• DO THIS
Copy out each of the following records word for word, keeping every line as it stands.
════
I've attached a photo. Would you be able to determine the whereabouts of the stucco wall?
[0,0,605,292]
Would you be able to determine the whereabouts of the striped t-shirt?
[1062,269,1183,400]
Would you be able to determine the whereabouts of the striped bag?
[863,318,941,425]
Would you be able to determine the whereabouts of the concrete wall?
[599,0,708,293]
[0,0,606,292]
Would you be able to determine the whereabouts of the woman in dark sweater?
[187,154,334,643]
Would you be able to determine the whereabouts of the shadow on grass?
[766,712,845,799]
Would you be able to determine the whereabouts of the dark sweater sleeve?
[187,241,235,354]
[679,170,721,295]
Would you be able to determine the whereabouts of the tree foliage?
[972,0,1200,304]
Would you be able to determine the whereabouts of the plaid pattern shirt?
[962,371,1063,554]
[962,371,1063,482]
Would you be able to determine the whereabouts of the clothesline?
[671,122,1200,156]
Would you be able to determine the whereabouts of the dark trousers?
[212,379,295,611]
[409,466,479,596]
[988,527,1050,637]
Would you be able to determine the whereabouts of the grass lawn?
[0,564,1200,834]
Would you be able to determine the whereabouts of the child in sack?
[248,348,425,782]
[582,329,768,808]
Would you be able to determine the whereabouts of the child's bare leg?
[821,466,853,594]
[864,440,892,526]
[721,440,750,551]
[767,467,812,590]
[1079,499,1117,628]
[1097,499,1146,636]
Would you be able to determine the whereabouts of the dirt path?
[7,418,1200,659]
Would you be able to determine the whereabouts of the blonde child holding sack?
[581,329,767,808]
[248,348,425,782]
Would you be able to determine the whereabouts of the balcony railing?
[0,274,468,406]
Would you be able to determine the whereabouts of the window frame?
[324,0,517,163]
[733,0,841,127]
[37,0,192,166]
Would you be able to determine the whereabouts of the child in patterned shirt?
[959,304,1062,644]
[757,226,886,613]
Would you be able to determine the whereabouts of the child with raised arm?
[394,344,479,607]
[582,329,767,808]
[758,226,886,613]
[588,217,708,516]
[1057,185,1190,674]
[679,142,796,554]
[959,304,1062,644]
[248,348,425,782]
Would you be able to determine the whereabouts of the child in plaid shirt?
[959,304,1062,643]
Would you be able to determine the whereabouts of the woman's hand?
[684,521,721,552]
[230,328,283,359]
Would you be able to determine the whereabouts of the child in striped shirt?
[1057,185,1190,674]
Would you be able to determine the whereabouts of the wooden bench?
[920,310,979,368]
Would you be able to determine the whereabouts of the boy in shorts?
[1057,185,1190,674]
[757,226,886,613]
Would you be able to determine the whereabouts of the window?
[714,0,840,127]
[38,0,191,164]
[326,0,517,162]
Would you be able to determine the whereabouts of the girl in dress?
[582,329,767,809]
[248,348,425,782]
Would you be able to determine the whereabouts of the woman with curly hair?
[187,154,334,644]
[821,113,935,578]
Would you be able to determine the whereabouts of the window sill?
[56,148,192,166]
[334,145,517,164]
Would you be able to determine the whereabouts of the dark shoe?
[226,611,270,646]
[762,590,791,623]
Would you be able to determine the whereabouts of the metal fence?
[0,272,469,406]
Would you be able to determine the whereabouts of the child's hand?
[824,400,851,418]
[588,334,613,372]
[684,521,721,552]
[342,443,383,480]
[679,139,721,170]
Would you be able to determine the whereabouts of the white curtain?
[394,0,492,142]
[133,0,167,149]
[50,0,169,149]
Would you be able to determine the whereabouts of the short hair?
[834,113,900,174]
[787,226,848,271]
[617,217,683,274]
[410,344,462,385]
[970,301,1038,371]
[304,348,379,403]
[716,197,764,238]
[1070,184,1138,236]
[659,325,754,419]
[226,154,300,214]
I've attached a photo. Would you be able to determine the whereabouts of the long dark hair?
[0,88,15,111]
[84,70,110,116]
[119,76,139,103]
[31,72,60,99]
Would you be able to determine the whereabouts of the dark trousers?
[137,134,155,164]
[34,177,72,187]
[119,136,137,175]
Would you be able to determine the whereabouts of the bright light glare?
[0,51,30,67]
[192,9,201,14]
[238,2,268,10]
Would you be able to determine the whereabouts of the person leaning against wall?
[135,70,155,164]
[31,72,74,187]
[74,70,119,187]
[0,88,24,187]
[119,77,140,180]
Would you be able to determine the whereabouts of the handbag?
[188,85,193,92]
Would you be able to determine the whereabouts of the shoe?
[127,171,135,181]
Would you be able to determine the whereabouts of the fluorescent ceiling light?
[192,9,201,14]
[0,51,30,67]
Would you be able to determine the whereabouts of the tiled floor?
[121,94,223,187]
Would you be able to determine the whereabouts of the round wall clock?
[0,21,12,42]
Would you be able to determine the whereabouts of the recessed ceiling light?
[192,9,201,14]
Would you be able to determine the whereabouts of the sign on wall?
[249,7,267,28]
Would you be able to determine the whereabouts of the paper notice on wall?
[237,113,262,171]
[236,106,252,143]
════
• TASK ANSWER
I've attached a photo. Would you be able to determine the whereabouts of the stucco wall?
[0,0,605,292]
Would you be able to determine the whereabouts of the striped t-shirt?
[1062,269,1183,400]
Would you be able to determine the whereabouts of the striped bag?
[863,318,941,425]
Would you be able to determine the whereabouts of the concrete wall?
[599,0,708,293]
[0,0,606,292]
Would you be able to determine the whereabouts of the woman in dark sweater?
[187,154,334,643]
Would you be able to determine the whereabouts of the shadow on grass?
[766,712,845,799]
Would you be able to determine the whereabouts of the dark sweater sleeve?
[187,241,235,354]
[679,170,721,295]
Would you be able to determine the whereabouts of the tree foliage?
[972,0,1200,304]
Would you be able to determine the whereabouts of the plaid pattern shirt?
[962,371,1063,554]
[962,371,1063,482]
Would you be able to determine the whereabouts of the clothesline?
[671,122,1200,156]
Would you be able to determine the whereabouts of the dark trousers?
[212,379,295,611]
[409,466,479,596]
[988,527,1050,637]
Would you be able to determine the whereabouts of the grass lawn?
[0,564,1200,834]
Would you be able to determine the whereabouts of the child in sack?
[248,348,425,782]
[582,329,768,808]
Would you be able to determine the whereabouts of the child's bare leg?
[821,466,853,594]
[864,440,892,526]
[721,440,750,551]
[767,467,812,590]
[1079,499,1117,628]
[1097,499,1146,636]
Would you be able to determine the whereabouts of the dirt path?
[7,418,1200,659]
Would you be able to determine the whereabouts of the blonde child holding sack?
[581,329,767,808]
[248,348,425,782]
Would you be able to determine the whereabouts of the balcony railing?
[0,274,468,406]
Would you be able to determine the whereabouts of the window frame?
[324,0,517,163]
[733,0,841,127]
[37,0,192,166]
Would you be able to determine the whereabouts of the child in patterned shirt?
[959,304,1062,644]
[757,226,886,613]
Would you be able to determine the whereabouts of the child with raised arm?
[394,344,479,607]
[582,329,767,808]
[758,226,886,613]
[588,217,708,516]
[1057,185,1190,674]
[679,142,796,554]
[959,304,1062,644]
[248,348,425,782]
Would you be able to determine the whereabouts of the child in plaid shirt?
[959,304,1062,643]
Would you be able to determine the whereabouts of the woman's hand?
[684,521,721,552]
[230,328,283,359]
Would you be able to determine the whereabouts of the child in striped shirt?
[1057,185,1190,674]
Would you be able to determine the whereabouts of the wooden bench?
[920,310,979,368]
Would you be able to determine the whereabouts of the boy in shorts?
[1057,185,1190,674]
[757,226,886,613]
Would you be able to determine the whereabouts of the window?
[714,0,840,127]
[38,0,191,164]
[326,0,517,162]
Would you be able to determine the whereabouts of the girl in dress?
[582,329,767,809]
[248,348,425,782]
Would you be able to determine the whereabouts of the woman with curly hair?
[187,154,334,644]
[821,113,935,578]
Would you be able to determine the whereabouts of the window sill?
[56,148,192,166]
[334,145,517,164]
Would you be able to determine the whereabouts of the dark shoe?
[226,611,270,646]
[762,590,791,623]
Would you be able to determine the whereabouts of the metal fence?
[0,272,469,406]
Would you be able to determine the whereabouts of the child's hand?
[824,400,851,418]
[588,334,613,372]
[684,521,721,552]
[342,443,383,480]
[679,139,721,170]
Would you be able to determine the whereabouts of the white curtain?
[394,0,492,142]
[133,0,167,149]
[50,0,169,149]
Would you be able to determine the whereabouts of the short hair?
[834,113,900,174]
[787,226,848,271]
[617,217,683,274]
[410,344,462,385]
[970,301,1038,371]
[304,348,379,403]
[716,197,764,238]
[1070,184,1138,236]
[659,325,754,419]
[226,154,300,214]
I've attached a photo. Would you be able to determine the whereabouts of the long dark hair?
[0,88,15,111]
[84,70,110,116]
[119,76,139,103]
[31,72,60,99]
Would you be able to determine the whereabouts of the dark trousers?
[137,134,155,164]
[34,177,72,187]
[119,136,137,175]
Would you be able to determine the whereabouts of the bright light glare?
[0,51,30,67]
[192,9,201,14]
[238,2,268,10]
Would you be able to determine the whereabouts of the person leaning against wall?
[135,70,155,164]
[31,72,74,187]
[74,70,119,187]
[0,88,24,187]
[119,77,140,180]
Would you be able to determine the whereabouts of the handbag?
[188,85,193,92]
Would you be able to determine the whereabouts of the shoe?
[127,171,135,181]
Would you be able to determine the whereabouts of the fluorescent ceiling light?
[192,9,201,14]
[0,51,30,67]
Would you be able to determine the whereabouts of the tiled floor?
[121,94,223,187]
Would you be able to determine the whereabouts of the round wall clock?
[0,21,12,42]
Would you be able to determine the whereabouts of the recessed ceiling light?
[192,9,201,14]
Would you be able to determine the whereabouts of the sign on wall?
[249,7,267,28]
Would you be able to determine the whereabouts of the paper notice on wall?
[237,113,262,171]
[236,106,252,143]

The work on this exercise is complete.